Entries for bounding box labeling:
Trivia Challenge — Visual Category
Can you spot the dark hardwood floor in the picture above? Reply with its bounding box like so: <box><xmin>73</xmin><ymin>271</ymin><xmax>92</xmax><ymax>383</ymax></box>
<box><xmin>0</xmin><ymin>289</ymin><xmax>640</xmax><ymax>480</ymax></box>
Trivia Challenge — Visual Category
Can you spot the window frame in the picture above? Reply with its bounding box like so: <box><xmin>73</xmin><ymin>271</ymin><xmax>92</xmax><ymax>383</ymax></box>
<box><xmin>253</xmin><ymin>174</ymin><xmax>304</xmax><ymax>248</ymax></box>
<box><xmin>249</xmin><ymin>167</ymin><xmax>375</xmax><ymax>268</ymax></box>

What is expected —
Rewrite all of the data above in full, including each request, but shift every coordinate in the answer bounding boxes up by 115. Leave the sample boxes inside the requests unchanged.

Written solution —
Trivia Challenge — Visual Category
Can you spot the dark hardwood floor in the picture above? Reply with its bounding box like so: <box><xmin>73</xmin><ymin>271</ymin><xmax>92</xmax><ymax>383</ymax></box>
<box><xmin>115</xmin><ymin>404</ymin><xmax>755</xmax><ymax>595</ymax></box>
Trivia Challenge — Visual Category
Can you spot the window frame in the picture above? Reply with its bounding box like so: <box><xmin>73</xmin><ymin>271</ymin><xmax>92</xmax><ymax>383</ymax></box>
<box><xmin>368</xmin><ymin>289</ymin><xmax>419</xmax><ymax>363</ymax></box>
<box><xmin>364</xmin><ymin>282</ymin><xmax>490</xmax><ymax>383</ymax></box>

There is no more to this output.